▶ _Aim of the task_
Write out, as an exact transcription, the line that has "Query: black leggings" and each line after it through the end of the data below.
----------------------------------------
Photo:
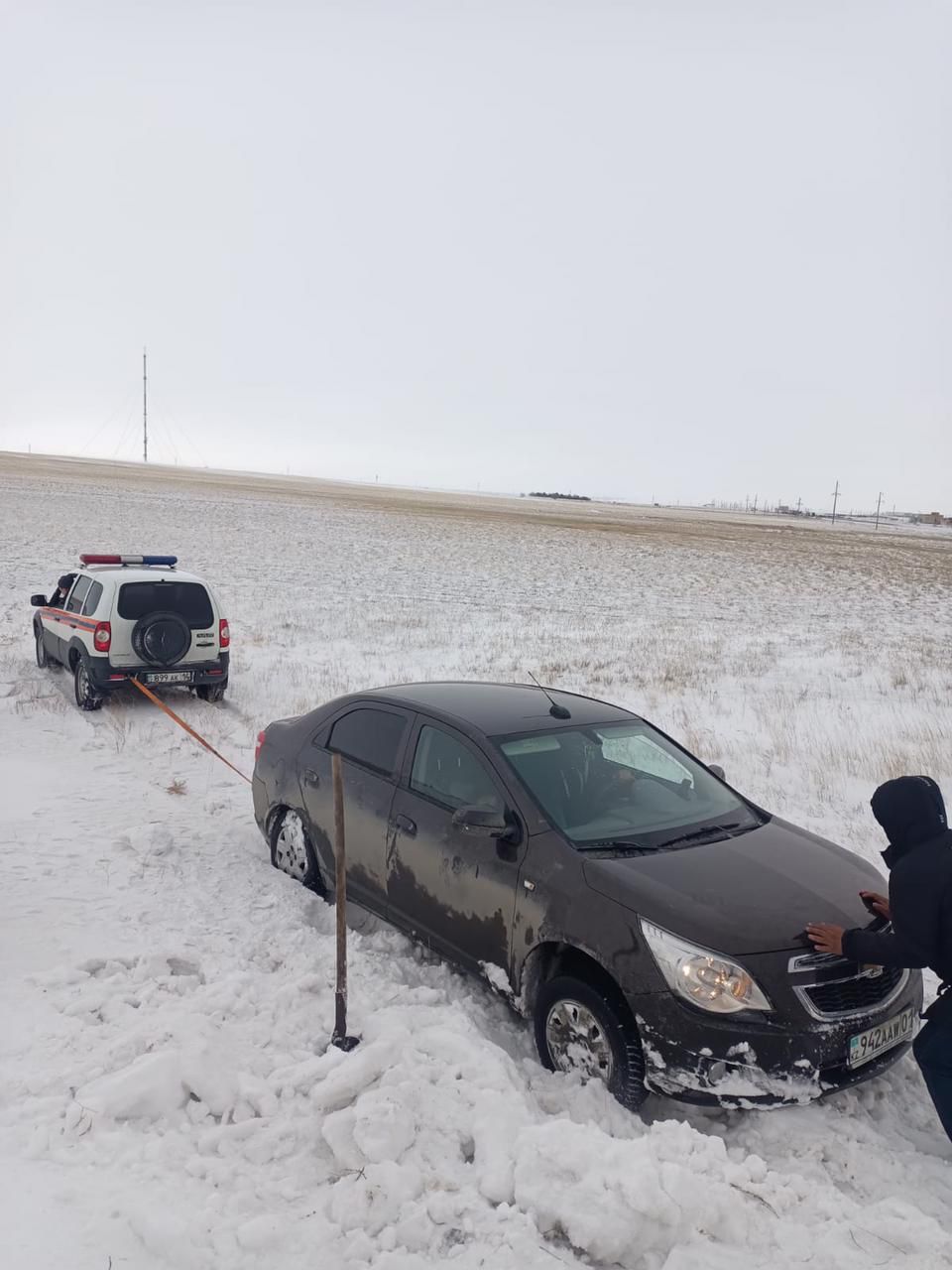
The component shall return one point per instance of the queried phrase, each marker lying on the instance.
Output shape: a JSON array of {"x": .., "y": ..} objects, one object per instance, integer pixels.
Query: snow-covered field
[{"x": 167, "y": 1092}]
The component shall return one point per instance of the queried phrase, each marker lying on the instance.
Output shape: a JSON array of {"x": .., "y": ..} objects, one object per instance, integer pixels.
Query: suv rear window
[{"x": 189, "y": 599}]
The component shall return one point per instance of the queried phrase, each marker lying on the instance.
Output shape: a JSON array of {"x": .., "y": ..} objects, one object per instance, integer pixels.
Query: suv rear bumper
[{"x": 105, "y": 677}]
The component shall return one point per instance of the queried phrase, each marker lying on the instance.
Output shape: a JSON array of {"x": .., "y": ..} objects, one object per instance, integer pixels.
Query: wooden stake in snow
[{"x": 340, "y": 1038}]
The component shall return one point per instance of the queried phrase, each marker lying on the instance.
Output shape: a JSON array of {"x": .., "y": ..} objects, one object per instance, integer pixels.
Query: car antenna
[{"x": 553, "y": 708}]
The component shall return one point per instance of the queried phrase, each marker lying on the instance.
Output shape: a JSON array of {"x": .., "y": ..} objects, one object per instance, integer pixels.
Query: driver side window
[
  {"x": 77, "y": 594},
  {"x": 449, "y": 772}
]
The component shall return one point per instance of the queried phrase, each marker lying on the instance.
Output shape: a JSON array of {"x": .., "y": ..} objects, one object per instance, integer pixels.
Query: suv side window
[
  {"x": 370, "y": 737},
  {"x": 77, "y": 594},
  {"x": 93, "y": 597},
  {"x": 449, "y": 772}
]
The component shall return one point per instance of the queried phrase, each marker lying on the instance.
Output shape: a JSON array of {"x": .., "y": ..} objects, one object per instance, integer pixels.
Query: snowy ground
[{"x": 167, "y": 1093}]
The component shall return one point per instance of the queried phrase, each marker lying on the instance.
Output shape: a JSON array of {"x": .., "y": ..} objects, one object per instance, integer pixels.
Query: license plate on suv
[{"x": 878, "y": 1040}]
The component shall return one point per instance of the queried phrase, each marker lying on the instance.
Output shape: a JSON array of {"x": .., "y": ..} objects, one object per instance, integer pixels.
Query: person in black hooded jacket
[{"x": 919, "y": 857}]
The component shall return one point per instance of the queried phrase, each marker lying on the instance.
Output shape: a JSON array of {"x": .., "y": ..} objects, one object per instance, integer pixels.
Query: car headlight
[{"x": 703, "y": 978}]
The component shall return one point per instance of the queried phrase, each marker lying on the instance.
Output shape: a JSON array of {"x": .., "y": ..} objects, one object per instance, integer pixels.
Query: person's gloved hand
[
  {"x": 879, "y": 903},
  {"x": 825, "y": 938}
]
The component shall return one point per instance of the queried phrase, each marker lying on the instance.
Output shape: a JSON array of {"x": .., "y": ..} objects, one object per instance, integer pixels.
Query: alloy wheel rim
[
  {"x": 290, "y": 849},
  {"x": 576, "y": 1042}
]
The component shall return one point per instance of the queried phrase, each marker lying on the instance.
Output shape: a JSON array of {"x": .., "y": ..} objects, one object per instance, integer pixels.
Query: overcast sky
[{"x": 638, "y": 249}]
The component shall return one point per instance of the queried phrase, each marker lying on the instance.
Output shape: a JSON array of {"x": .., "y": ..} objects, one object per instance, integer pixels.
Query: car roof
[
  {"x": 135, "y": 572},
  {"x": 497, "y": 708}
]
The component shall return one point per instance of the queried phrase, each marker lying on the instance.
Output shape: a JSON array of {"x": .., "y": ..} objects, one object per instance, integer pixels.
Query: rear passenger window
[
  {"x": 95, "y": 594},
  {"x": 370, "y": 737},
  {"x": 77, "y": 594},
  {"x": 447, "y": 771},
  {"x": 189, "y": 599}
]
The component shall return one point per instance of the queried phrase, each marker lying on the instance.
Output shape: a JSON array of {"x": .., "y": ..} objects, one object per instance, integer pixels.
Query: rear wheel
[
  {"x": 86, "y": 695},
  {"x": 293, "y": 851},
  {"x": 211, "y": 691},
  {"x": 42, "y": 659},
  {"x": 587, "y": 1029}
]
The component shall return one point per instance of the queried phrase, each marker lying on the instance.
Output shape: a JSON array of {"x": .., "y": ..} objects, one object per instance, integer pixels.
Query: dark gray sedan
[{"x": 647, "y": 916}]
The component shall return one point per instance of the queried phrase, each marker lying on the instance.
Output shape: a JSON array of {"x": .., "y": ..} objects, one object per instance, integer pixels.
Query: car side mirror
[{"x": 483, "y": 824}]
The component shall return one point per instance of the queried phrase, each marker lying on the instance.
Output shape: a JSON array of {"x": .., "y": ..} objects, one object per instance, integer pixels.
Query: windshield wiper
[
  {"x": 615, "y": 844},
  {"x": 724, "y": 829}
]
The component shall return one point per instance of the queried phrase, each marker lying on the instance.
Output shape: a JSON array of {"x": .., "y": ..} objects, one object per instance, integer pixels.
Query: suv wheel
[
  {"x": 211, "y": 691},
  {"x": 293, "y": 851},
  {"x": 162, "y": 638},
  {"x": 42, "y": 659},
  {"x": 86, "y": 697},
  {"x": 585, "y": 1029}
]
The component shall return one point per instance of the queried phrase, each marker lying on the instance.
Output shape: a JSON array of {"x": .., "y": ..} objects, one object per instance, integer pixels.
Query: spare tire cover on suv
[{"x": 162, "y": 638}]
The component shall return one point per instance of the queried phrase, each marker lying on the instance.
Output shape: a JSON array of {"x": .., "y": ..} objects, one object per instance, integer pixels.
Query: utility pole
[{"x": 145, "y": 413}]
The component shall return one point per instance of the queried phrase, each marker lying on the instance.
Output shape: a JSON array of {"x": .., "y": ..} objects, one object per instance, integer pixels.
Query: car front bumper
[
  {"x": 105, "y": 677},
  {"x": 744, "y": 1061}
]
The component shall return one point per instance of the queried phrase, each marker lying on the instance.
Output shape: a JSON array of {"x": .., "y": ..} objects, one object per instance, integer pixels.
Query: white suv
[{"x": 135, "y": 616}]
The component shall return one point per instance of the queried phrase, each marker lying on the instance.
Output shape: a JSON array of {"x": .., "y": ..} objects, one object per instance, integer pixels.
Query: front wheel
[
  {"x": 86, "y": 697},
  {"x": 211, "y": 691},
  {"x": 585, "y": 1029},
  {"x": 42, "y": 659}
]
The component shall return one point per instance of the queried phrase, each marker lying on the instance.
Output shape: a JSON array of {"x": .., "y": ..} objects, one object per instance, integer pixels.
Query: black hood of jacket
[{"x": 910, "y": 811}]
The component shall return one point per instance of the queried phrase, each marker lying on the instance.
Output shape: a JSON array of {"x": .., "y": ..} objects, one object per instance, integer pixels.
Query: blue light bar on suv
[{"x": 117, "y": 559}]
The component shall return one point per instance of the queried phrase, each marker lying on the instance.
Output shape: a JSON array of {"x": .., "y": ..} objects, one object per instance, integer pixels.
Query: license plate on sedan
[{"x": 878, "y": 1040}]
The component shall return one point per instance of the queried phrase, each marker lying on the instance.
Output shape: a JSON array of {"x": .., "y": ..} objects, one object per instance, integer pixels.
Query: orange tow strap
[{"x": 189, "y": 730}]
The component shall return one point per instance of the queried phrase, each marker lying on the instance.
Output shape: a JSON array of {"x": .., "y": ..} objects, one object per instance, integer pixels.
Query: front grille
[{"x": 855, "y": 994}]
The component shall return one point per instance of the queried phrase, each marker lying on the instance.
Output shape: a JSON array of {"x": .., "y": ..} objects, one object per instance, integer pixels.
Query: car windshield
[{"x": 625, "y": 784}]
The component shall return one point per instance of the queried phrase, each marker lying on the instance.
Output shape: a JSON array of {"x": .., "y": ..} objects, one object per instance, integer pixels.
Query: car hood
[{"x": 753, "y": 893}]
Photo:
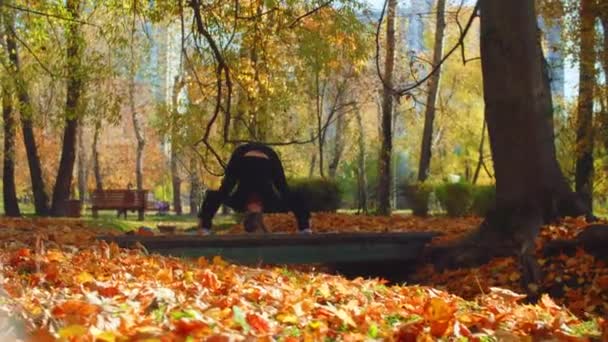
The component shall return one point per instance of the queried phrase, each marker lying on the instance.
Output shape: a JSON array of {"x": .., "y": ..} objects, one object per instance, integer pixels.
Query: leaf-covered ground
[{"x": 58, "y": 283}]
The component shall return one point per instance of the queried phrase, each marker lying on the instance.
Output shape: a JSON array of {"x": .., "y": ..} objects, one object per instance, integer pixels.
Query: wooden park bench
[
  {"x": 119, "y": 199},
  {"x": 389, "y": 255}
]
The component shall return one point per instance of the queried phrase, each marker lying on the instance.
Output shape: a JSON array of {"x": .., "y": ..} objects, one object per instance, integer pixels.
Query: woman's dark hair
[{"x": 254, "y": 222}]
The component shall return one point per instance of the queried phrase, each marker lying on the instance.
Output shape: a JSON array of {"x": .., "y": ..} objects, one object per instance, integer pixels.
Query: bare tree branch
[
  {"x": 48, "y": 15},
  {"x": 407, "y": 89},
  {"x": 309, "y": 13}
]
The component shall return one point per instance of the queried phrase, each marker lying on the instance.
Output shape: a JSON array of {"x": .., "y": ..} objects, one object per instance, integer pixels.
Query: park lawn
[{"x": 59, "y": 282}]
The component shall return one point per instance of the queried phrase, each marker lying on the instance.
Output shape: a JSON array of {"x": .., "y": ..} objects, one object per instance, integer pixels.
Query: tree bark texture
[
  {"x": 530, "y": 187},
  {"x": 338, "y": 146},
  {"x": 584, "y": 119},
  {"x": 386, "y": 138},
  {"x": 26, "y": 112},
  {"x": 361, "y": 170},
  {"x": 9, "y": 192},
  {"x": 83, "y": 165},
  {"x": 429, "y": 113},
  {"x": 63, "y": 182},
  {"x": 95, "y": 158}
]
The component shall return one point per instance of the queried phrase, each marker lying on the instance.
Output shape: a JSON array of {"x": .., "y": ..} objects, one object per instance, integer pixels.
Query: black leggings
[{"x": 271, "y": 204}]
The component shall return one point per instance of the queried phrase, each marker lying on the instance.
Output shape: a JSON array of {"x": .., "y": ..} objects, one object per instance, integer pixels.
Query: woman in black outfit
[{"x": 254, "y": 182}]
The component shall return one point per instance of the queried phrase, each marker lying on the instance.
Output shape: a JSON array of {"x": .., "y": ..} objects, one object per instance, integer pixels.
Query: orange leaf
[{"x": 258, "y": 323}]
----------------------------------------
▶ _Exercise result_
Query: black leggings
[{"x": 271, "y": 204}]
The component shall return one point per instance of the queried phrase, each marker lying on the instance.
Output shape: a JSON array of {"x": .., "y": ..} objects, one object per instance, integer pixels.
Query: woman in black outfit
[{"x": 254, "y": 182}]
The component shall return one point per instance of the queried phrase, each marker lying on the instance.
Output shape: a JSON array of {"x": .., "y": ..} objects, one object per instance, integer pixels.
Query: orange leaf
[{"x": 258, "y": 323}]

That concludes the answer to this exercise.